Begin

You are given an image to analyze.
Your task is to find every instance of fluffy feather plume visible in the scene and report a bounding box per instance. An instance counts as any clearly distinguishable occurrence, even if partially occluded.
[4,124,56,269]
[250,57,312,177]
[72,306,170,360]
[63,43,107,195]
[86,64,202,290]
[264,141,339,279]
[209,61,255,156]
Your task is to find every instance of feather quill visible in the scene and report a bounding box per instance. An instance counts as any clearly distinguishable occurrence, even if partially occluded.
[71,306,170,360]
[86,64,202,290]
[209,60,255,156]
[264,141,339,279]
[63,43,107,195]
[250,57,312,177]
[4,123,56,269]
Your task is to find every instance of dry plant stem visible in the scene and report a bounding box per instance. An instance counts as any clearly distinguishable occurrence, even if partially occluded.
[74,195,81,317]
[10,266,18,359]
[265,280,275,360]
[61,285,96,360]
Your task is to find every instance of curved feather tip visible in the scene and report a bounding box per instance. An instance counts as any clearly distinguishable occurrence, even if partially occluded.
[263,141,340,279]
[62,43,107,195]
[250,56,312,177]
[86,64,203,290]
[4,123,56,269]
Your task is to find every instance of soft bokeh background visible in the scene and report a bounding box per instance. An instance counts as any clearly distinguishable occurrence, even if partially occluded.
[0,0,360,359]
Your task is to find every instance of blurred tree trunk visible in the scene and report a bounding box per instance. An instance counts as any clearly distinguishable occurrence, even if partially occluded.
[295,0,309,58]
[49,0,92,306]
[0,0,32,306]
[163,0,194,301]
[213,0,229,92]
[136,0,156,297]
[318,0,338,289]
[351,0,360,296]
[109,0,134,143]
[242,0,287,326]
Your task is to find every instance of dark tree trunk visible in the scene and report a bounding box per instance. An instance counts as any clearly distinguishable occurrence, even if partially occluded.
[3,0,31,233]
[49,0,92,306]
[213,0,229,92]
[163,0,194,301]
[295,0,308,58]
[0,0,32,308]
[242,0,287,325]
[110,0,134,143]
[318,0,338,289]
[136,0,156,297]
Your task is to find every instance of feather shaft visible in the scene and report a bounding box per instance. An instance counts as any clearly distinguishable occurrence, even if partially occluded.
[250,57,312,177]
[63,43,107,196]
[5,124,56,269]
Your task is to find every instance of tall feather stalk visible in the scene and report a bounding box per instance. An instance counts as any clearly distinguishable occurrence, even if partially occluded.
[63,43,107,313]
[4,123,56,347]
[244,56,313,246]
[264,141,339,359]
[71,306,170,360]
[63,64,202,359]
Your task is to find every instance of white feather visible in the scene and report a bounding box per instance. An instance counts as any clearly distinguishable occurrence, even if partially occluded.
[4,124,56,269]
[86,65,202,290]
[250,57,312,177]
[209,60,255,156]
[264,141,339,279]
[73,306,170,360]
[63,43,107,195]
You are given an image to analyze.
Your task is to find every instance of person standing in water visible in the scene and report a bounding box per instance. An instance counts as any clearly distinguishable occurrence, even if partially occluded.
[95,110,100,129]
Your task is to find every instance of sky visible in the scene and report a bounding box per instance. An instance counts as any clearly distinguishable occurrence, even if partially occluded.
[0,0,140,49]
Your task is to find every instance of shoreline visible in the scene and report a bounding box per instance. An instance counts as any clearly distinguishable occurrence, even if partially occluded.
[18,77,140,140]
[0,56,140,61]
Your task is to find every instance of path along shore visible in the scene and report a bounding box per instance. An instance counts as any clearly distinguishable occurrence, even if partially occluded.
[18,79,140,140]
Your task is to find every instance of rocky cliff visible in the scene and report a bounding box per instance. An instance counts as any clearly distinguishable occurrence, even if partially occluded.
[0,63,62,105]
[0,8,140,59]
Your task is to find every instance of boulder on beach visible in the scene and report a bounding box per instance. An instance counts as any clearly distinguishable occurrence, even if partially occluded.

End

WHAT IS BEING ASKED » Rewrite the material from the line containing "Your task is to find every instance of tall" through its final line, both ends included, shifting every bounding-box coordinate up by 3 and leaving all other text unchanged.

SOLUTION BELOW »
Your task is to find every instance of tall feather stalk visible in the scene and report a bounding box per instance. An instance counts as any clearly distinguishable occurrence, even if partially occluded.
[66,46,110,316]
[7,126,59,350]
[247,59,316,249]
[267,144,342,362]
[74,309,173,363]
[66,67,205,362]
Your task is to find every instance of white feather visible in the scene and report a bounding box per instance. An instance counts as any clearly distinguishable occurrence, even if partially occluded.
[7,127,59,272]
[89,68,205,293]
[253,60,315,180]
[212,63,258,159]
[267,144,342,282]
[76,309,173,363]
[66,46,110,198]
You are given an image to analyze.
Your task is to find every instance of person standing in water visible in the scene and report a bounding box per instance. An instance counts as any clearly distinguishable occurrence, even if partially occluded.
[98,113,103,132]
Your task is to find every instance of sky visible in the scene and report a bounding box per instance. An instance counts as any clearly distinguishable occurrence, even if partially occluded.
[3,3,143,52]
Your task is to find every instance of shoreline visible in the scene and report a bounding box per instance. An instance counts as any clearly distinguishable occurrence, even if partially occluded.
[21,80,143,143]
[3,59,143,64]
Your task is to find every instance of path along shore visible in the scene and report a bounding box per instance. An instance counts as any clearly distinguishable occurrence, even if partially occluded.
[21,82,143,143]
Your task is to find every instance of rocky cliff visible in the scene and report a bounding box per instance. An instance counts as any clearly distinguishable occurrence, even if partially occluded.
[3,66,65,108]
[3,11,143,62]
Your task is to find every instance of boulder on beach visible in the scene and report a bounding box per instance. An instance counts as any clearly distinguishable occurrence, even if partially occluded.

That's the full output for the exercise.